→ **Task instructions**
Check every line of the data below for the string "blank", and copy the ones that hold it.

→ **Supplied data**
---

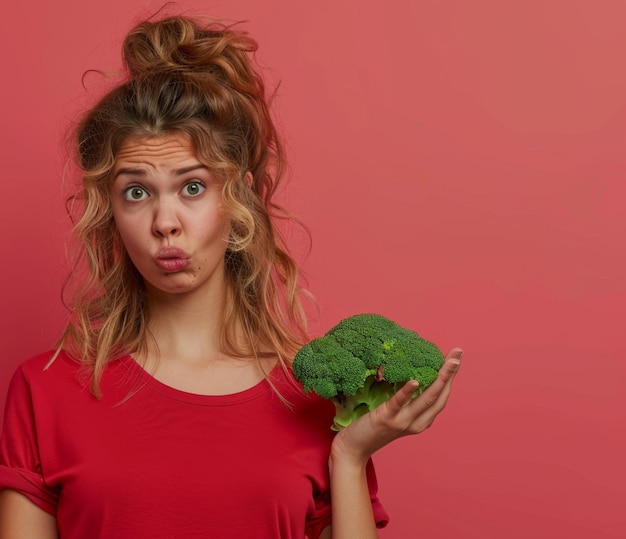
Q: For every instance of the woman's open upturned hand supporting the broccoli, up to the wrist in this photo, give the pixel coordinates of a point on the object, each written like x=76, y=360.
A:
x=399, y=416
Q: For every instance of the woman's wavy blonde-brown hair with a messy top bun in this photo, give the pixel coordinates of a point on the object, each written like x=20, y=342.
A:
x=183, y=77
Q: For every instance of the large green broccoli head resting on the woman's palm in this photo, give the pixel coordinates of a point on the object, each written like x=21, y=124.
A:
x=362, y=361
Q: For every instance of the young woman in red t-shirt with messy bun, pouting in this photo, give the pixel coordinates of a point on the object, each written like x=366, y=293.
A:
x=168, y=408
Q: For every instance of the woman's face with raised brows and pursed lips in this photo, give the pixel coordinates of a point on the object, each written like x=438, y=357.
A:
x=167, y=207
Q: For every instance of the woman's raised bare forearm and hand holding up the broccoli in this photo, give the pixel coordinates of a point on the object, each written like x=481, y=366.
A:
x=354, y=445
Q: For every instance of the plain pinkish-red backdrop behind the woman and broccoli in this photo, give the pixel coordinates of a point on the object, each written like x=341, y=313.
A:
x=461, y=166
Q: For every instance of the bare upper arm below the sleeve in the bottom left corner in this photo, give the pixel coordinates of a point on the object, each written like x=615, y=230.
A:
x=22, y=519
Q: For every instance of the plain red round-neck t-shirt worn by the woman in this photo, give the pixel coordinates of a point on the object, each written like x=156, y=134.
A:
x=150, y=461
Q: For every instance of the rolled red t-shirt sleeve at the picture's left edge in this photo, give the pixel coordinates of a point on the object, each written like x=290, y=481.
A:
x=20, y=463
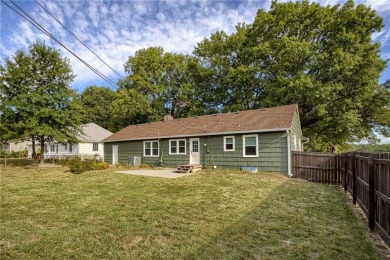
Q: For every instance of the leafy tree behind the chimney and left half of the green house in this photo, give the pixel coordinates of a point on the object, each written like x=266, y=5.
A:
x=163, y=79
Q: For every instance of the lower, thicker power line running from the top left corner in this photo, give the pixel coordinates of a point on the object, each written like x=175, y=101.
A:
x=42, y=29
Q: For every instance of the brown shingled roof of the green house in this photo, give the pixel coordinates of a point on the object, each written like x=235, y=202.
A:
x=261, y=120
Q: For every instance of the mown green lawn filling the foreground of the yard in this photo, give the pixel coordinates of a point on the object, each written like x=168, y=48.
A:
x=51, y=213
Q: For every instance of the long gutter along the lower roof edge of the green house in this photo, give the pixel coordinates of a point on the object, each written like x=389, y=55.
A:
x=200, y=134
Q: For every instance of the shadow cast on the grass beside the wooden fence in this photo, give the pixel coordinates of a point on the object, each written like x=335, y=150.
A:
x=299, y=220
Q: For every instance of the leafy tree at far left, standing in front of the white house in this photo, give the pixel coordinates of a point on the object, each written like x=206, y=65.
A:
x=37, y=102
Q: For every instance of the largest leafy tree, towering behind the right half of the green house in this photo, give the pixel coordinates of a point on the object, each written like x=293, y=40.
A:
x=321, y=58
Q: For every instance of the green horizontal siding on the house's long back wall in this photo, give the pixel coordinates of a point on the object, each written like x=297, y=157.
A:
x=272, y=153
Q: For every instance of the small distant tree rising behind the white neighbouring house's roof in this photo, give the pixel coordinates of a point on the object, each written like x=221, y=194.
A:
x=97, y=105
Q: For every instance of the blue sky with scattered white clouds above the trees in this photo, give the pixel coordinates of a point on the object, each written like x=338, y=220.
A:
x=115, y=30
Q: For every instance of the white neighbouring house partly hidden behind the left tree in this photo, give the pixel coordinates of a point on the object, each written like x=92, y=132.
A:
x=90, y=144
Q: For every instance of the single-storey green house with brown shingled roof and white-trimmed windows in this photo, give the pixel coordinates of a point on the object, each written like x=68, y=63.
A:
x=260, y=139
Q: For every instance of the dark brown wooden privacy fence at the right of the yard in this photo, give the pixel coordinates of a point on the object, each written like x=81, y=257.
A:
x=366, y=176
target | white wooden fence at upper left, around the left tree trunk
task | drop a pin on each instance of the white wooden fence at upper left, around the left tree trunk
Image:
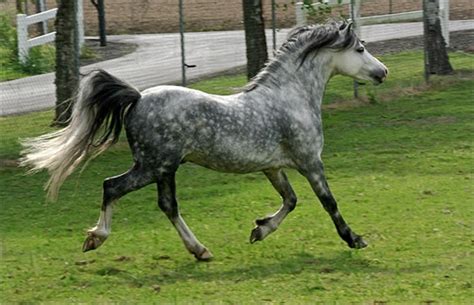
(23, 21)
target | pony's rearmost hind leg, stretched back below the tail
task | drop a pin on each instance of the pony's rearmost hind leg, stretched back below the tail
(114, 188)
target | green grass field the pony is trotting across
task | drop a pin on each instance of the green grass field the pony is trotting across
(401, 167)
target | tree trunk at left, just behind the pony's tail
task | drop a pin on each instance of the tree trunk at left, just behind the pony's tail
(67, 60)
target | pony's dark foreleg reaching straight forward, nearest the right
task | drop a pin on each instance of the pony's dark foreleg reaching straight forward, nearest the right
(320, 186)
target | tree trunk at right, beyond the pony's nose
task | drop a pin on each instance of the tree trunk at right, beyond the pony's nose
(436, 55)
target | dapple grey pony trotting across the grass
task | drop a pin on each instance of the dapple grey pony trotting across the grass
(274, 123)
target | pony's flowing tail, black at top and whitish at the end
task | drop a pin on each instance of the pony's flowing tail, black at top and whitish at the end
(102, 103)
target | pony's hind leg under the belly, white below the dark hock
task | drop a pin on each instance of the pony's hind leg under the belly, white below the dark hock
(169, 205)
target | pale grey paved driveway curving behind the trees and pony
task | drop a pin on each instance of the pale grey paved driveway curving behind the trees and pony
(157, 61)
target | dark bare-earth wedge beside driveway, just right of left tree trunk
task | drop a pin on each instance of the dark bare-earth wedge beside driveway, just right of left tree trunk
(95, 53)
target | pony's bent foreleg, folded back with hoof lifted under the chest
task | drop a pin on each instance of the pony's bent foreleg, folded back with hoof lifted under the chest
(269, 224)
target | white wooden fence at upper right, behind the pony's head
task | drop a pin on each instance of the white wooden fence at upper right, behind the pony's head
(389, 18)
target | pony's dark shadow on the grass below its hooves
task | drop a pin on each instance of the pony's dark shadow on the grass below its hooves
(344, 263)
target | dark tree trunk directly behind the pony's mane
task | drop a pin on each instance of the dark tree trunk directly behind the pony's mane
(254, 36)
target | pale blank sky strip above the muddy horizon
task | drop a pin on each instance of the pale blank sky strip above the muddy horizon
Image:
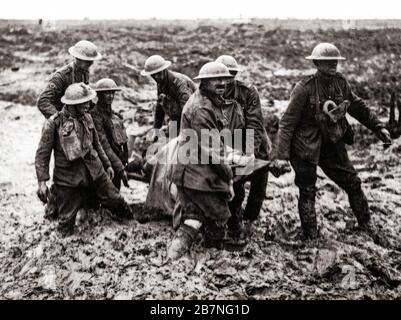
(175, 9)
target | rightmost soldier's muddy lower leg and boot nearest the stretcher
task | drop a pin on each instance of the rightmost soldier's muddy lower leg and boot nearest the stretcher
(307, 214)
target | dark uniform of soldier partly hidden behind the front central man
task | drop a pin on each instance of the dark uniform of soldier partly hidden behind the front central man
(248, 98)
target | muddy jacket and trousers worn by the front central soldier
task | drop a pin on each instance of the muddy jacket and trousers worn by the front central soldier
(203, 188)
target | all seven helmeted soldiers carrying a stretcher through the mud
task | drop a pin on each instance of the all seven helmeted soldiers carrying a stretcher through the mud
(91, 153)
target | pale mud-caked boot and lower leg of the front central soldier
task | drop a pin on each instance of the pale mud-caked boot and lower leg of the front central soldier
(182, 242)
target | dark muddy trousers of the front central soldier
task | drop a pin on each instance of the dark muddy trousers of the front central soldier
(210, 208)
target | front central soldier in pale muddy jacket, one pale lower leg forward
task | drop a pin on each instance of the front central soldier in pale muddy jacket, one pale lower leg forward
(204, 190)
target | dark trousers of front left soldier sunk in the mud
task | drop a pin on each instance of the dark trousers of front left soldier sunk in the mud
(71, 199)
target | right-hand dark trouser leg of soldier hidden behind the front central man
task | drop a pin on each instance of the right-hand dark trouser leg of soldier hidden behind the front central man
(257, 194)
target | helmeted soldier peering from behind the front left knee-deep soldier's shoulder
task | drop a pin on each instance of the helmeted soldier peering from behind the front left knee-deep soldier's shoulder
(110, 129)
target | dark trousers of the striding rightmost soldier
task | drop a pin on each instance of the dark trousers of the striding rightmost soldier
(335, 163)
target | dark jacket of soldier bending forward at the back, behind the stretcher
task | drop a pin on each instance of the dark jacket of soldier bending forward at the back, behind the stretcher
(172, 95)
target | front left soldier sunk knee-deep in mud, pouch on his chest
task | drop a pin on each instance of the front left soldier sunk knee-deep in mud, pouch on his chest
(79, 160)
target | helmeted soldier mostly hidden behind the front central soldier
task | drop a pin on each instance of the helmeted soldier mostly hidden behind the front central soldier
(248, 98)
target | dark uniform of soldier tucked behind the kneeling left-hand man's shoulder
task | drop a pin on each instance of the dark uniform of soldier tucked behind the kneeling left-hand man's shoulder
(112, 137)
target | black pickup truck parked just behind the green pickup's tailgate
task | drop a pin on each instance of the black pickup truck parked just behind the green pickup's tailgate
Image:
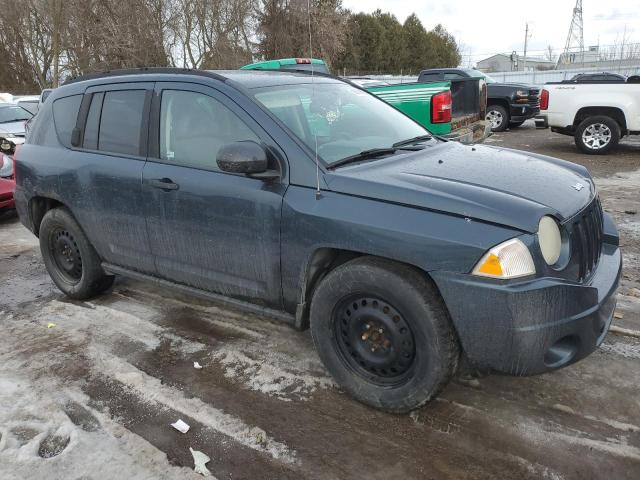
(509, 105)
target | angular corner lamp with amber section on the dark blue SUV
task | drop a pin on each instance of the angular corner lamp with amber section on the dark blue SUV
(510, 259)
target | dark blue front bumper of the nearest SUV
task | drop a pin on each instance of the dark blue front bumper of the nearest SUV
(534, 326)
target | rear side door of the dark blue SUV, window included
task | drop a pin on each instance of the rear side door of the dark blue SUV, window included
(113, 122)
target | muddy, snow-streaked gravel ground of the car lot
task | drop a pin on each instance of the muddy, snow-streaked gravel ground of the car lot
(88, 390)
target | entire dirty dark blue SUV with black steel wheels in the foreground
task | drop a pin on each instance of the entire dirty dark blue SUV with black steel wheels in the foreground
(400, 250)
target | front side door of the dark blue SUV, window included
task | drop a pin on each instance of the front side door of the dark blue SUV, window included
(209, 229)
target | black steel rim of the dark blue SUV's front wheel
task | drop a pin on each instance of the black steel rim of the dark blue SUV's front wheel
(374, 340)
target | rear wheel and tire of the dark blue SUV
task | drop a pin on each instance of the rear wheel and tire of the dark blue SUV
(72, 262)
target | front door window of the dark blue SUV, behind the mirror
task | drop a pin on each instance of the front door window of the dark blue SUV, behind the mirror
(194, 126)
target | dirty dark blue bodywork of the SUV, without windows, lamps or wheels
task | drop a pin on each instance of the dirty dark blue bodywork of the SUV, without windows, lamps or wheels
(438, 208)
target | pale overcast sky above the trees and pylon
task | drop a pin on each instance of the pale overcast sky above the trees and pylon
(487, 27)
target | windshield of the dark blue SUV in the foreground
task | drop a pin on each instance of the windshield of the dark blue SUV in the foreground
(345, 119)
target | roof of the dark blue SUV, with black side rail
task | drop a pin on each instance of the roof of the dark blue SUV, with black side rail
(245, 78)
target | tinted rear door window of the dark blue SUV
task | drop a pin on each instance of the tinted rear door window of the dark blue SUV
(121, 121)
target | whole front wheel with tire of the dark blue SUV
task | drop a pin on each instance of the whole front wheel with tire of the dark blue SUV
(412, 334)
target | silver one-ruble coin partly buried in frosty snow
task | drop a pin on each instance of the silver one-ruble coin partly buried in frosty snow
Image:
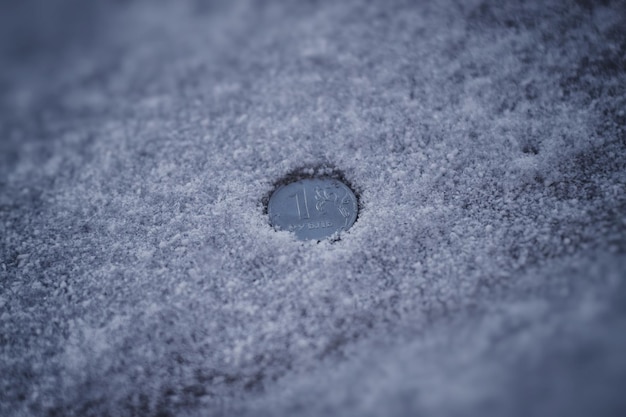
(313, 208)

---

→ **Reply**
target | pale blank sky strip above the muddy horizon
task | drop a pin on each instance of the pale blank sky strip above the muddy horizon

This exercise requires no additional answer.